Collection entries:

+---+

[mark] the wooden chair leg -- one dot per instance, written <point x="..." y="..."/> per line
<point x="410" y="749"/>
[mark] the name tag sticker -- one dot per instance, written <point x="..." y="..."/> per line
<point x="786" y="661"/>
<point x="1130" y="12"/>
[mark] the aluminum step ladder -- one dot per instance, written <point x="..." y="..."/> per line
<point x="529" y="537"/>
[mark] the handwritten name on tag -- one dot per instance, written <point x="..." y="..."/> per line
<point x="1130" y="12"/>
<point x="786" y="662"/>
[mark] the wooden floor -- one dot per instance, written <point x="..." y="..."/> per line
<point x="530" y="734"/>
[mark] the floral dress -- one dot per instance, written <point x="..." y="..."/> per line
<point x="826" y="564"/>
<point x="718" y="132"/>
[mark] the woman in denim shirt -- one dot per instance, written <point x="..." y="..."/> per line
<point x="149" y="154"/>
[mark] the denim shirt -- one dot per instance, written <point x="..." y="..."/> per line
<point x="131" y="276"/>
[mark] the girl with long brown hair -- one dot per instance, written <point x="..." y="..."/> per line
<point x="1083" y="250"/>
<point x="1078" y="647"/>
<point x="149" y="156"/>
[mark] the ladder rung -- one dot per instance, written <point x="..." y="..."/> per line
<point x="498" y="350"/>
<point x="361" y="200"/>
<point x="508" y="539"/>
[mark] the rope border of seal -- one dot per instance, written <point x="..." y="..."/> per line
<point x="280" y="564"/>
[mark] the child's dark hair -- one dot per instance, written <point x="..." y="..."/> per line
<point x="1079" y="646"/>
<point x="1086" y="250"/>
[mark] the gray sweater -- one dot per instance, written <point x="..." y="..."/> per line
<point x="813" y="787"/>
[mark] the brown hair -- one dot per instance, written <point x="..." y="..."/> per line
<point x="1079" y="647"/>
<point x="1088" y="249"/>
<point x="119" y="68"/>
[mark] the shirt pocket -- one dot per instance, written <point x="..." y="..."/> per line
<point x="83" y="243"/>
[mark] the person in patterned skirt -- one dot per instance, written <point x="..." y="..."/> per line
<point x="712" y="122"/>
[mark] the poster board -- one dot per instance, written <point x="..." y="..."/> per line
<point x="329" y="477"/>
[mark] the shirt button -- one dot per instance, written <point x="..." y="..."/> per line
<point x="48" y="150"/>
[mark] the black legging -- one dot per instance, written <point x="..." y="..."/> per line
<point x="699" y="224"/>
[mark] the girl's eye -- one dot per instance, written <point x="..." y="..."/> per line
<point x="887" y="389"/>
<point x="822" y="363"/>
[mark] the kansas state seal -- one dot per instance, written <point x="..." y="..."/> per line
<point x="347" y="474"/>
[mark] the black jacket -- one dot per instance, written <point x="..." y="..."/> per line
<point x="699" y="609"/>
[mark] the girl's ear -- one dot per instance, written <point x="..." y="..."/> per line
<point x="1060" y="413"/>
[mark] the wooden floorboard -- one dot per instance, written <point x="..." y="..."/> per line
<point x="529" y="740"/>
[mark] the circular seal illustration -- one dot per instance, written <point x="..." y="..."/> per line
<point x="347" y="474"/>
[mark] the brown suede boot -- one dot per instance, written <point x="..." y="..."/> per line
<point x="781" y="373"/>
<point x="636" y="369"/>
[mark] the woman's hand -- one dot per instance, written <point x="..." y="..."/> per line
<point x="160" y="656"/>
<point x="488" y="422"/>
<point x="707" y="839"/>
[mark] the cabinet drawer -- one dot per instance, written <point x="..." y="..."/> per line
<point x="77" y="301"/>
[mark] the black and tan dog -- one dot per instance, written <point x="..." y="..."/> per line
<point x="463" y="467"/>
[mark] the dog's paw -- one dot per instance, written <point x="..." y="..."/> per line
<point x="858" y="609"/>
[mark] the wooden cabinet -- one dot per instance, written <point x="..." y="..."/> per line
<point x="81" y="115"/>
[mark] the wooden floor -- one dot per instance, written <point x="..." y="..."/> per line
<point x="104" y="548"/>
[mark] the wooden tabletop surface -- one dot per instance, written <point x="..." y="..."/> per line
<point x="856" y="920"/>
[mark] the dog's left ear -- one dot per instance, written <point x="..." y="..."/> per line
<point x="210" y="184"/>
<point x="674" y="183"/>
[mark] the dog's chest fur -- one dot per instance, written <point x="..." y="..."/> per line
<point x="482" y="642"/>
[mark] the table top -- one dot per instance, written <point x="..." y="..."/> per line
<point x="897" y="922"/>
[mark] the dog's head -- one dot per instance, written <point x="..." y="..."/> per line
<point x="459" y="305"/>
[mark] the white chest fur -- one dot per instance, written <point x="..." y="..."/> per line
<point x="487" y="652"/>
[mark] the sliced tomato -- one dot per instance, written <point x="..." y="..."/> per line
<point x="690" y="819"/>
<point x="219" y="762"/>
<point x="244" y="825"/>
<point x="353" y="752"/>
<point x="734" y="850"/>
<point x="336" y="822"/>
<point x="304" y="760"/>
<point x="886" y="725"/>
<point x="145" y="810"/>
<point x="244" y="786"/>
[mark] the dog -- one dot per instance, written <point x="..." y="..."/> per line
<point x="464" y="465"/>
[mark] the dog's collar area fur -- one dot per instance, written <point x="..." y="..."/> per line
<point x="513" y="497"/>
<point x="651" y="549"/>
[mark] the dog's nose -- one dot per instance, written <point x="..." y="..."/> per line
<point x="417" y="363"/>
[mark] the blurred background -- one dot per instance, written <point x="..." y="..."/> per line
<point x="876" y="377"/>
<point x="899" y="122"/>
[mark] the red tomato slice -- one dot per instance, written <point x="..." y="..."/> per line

+---+

* STATED EXERCISE *
Can you reproduce the lines of the records above, beginning at the line that contains "[mark] the dog -- one" and stopping after the last line of the records?

* EXPECTED ANSWER *
[mark] the dog -- one dot per instance, written <point x="..." y="..."/> per line
<point x="464" y="465"/>
[mark] the dog's collar area fur -- one dot per instance, written <point x="..." y="..."/> per line
<point x="513" y="497"/>
<point x="651" y="549"/>
[mark] the dog's nose -- one dot per instance, written <point x="..." y="..."/> per line
<point x="417" y="363"/>
[mark] the blurred background -- one dot per instance, written <point x="..." y="..."/> per line
<point x="876" y="377"/>
<point x="899" y="122"/>
[mark] the red tomato slice -- one dot per instance, written <point x="..." y="..."/> per line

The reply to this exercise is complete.